### EXERCISE REQUIREMENTS
Swap "component" for "module" throughout the entries below and write them out again with no other changes. Leave the pictures out of your answer.

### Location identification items

-.-.-

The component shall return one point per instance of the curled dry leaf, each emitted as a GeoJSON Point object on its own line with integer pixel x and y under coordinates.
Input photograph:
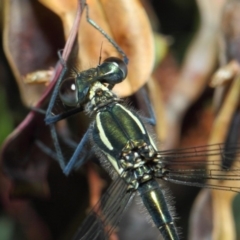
{"type": "Point", "coordinates": [127, 23]}
{"type": "Point", "coordinates": [221, 225]}
{"type": "Point", "coordinates": [198, 64]}
{"type": "Point", "coordinates": [29, 43]}
{"type": "Point", "coordinates": [225, 74]}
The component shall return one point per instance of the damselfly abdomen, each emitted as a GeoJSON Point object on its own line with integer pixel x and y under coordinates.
{"type": "Point", "coordinates": [125, 148]}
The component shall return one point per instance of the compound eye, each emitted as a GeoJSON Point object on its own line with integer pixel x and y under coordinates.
{"type": "Point", "coordinates": [121, 64]}
{"type": "Point", "coordinates": [68, 92]}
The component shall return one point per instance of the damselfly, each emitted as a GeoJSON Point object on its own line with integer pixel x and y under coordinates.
{"type": "Point", "coordinates": [125, 148]}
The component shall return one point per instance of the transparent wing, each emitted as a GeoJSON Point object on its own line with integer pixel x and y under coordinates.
{"type": "Point", "coordinates": [107, 213]}
{"type": "Point", "coordinates": [212, 166]}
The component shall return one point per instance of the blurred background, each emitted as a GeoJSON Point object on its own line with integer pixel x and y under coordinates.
{"type": "Point", "coordinates": [174, 47]}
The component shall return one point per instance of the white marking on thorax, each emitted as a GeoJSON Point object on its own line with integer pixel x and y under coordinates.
{"type": "Point", "coordinates": [113, 161]}
{"type": "Point", "coordinates": [102, 133]}
{"type": "Point", "coordinates": [140, 125]}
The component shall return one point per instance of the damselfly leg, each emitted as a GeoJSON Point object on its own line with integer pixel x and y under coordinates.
{"type": "Point", "coordinates": [121, 141]}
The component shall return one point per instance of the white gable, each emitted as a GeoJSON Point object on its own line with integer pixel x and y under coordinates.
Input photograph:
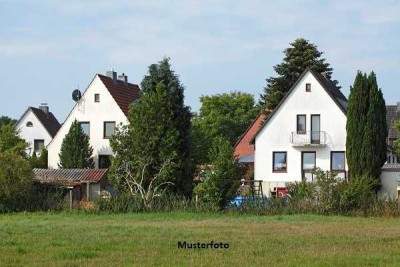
{"type": "Point", "coordinates": [96, 113]}
{"type": "Point", "coordinates": [34, 132]}
{"type": "Point", "coordinates": [277, 132]}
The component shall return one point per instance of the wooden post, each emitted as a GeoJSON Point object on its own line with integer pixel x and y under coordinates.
{"type": "Point", "coordinates": [87, 191]}
{"type": "Point", "coordinates": [70, 199]}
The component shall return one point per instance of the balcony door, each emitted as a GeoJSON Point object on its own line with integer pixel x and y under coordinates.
{"type": "Point", "coordinates": [308, 160]}
{"type": "Point", "coordinates": [315, 129]}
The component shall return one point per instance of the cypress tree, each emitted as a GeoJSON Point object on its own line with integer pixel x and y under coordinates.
{"type": "Point", "coordinates": [366, 127]}
{"type": "Point", "coordinates": [159, 127]}
{"type": "Point", "coordinates": [301, 55]}
{"type": "Point", "coordinates": [76, 151]}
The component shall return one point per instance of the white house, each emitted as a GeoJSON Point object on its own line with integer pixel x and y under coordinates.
{"type": "Point", "coordinates": [102, 106]}
{"type": "Point", "coordinates": [37, 126]}
{"type": "Point", "coordinates": [307, 129]}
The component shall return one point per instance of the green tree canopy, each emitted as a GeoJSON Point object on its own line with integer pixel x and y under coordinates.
{"type": "Point", "coordinates": [223, 179]}
{"type": "Point", "coordinates": [76, 151]}
{"type": "Point", "coordinates": [7, 120]}
{"type": "Point", "coordinates": [222, 115]}
{"type": "Point", "coordinates": [301, 55]}
{"type": "Point", "coordinates": [158, 131]}
{"type": "Point", "coordinates": [366, 127]}
{"type": "Point", "coordinates": [10, 140]}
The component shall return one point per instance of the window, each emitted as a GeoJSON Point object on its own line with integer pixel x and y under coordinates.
{"type": "Point", "coordinates": [85, 127]}
{"type": "Point", "coordinates": [109, 127]}
{"type": "Point", "coordinates": [279, 161]}
{"type": "Point", "coordinates": [308, 162]}
{"type": "Point", "coordinates": [104, 161]}
{"type": "Point", "coordinates": [301, 124]}
{"type": "Point", "coordinates": [38, 145]}
{"type": "Point", "coordinates": [338, 162]}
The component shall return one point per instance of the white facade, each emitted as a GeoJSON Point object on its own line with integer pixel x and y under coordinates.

-.-.-

### ANSWER TO THIS TASK
The module shall return one point per instance of the curled dry leaf, each emitted as a GeoJSON Point object on its own line with integer pixel x and y under coordinates.
Input photograph:
{"type": "Point", "coordinates": [127, 23]}
{"type": "Point", "coordinates": [221, 225]}
{"type": "Point", "coordinates": [198, 64]}
{"type": "Point", "coordinates": [29, 43]}
{"type": "Point", "coordinates": [225, 74]}
The module shall return one point per instance of the damselfly abdomen, each emitted as a GeoJSON Point object on its own line with integer pixel x and y under coordinates.
{"type": "Point", "coordinates": [125, 148]}
The module shall return one point per instance of the compound eye, each emitted as a GeoJSON Point object on its own line with integer pixel x and y under coordinates.
{"type": "Point", "coordinates": [121, 64]}
{"type": "Point", "coordinates": [68, 92]}
The module shall return one point per instance of the damselfly, each emitted as a GeoJSON Point object on its own line with integer pixel x and y under coordinates.
{"type": "Point", "coordinates": [125, 148]}
The module shall return one point per instance of the transparent wing, each emitted as a GeoJSON Point object on its own line with integer pixel x and y under coordinates.
{"type": "Point", "coordinates": [107, 213]}
{"type": "Point", "coordinates": [212, 166]}
The module shall return one point per instance of the blurred background, each emitted as a GeoJSON Point object on its own line with integer pixel x and y under coordinates.
{"type": "Point", "coordinates": [174, 47]}
The module shall return one point per instance of the white marking on thorax, each emitted as a GeoJSON Point object on its own line with integer pixel x and y under coordinates.
{"type": "Point", "coordinates": [113, 161]}
{"type": "Point", "coordinates": [102, 133]}
{"type": "Point", "coordinates": [140, 125]}
The module shall return one point per instance of the damselfly leg, each emitted as a GeoJSON Point object on its own line with integer pixel x and y under coordinates.
{"type": "Point", "coordinates": [121, 141]}
The module shall return one point per instance of the white gable, each emitted as a GeoJSON Point object on its own line with integer pixel x and y under coordinates.
Input photograph:
{"type": "Point", "coordinates": [96, 113]}
{"type": "Point", "coordinates": [34, 132]}
{"type": "Point", "coordinates": [277, 132]}
The module shall return one point per instance of the wooden post, each emitted as a GeoJSON Point object on its own line with integer pixel x and y under coordinates.
{"type": "Point", "coordinates": [87, 191]}
{"type": "Point", "coordinates": [70, 199]}
The module shall return one point per instance of the balcony door, each emitted as a GeoJSON Point object on its own line with integer pixel x and y under coordinates.
{"type": "Point", "coordinates": [308, 160]}
{"type": "Point", "coordinates": [315, 129]}
The module shall return one point per instance of the cypress tree, each emitted as a GeoJSON Point object on its own line with integer pixel x and y under coordinates.
{"type": "Point", "coordinates": [366, 127]}
{"type": "Point", "coordinates": [159, 127]}
{"type": "Point", "coordinates": [301, 55]}
{"type": "Point", "coordinates": [76, 151]}
The module shall return one point per instance of the white house, each emitted as a GeoJSON Point object on its own line with integer pixel x and y under coordinates.
{"type": "Point", "coordinates": [102, 106]}
{"type": "Point", "coordinates": [37, 126]}
{"type": "Point", "coordinates": [307, 129]}
The module shall return one point per instance of the green tree canopy, each emitted as a GeoJSON Point object on its own line with integer pixel x and y under coordinates.
{"type": "Point", "coordinates": [223, 179]}
{"type": "Point", "coordinates": [76, 151]}
{"type": "Point", "coordinates": [7, 120]}
{"type": "Point", "coordinates": [222, 115]}
{"type": "Point", "coordinates": [301, 55]}
{"type": "Point", "coordinates": [158, 131]}
{"type": "Point", "coordinates": [366, 127]}
{"type": "Point", "coordinates": [10, 140]}
The module shall return one point per instance of the window, each emitted as a GeoJSON Point object on its own line with integer pixel x and y under coordinates.
{"type": "Point", "coordinates": [85, 127]}
{"type": "Point", "coordinates": [109, 127]}
{"type": "Point", "coordinates": [279, 161]}
{"type": "Point", "coordinates": [308, 162]}
{"type": "Point", "coordinates": [104, 161]}
{"type": "Point", "coordinates": [301, 124]}
{"type": "Point", "coordinates": [38, 145]}
{"type": "Point", "coordinates": [338, 162]}
The module shall return one point per instance of the white facade, each emitted as a GeoJSON Point object on its own line with integer pixel x and y under coordinates.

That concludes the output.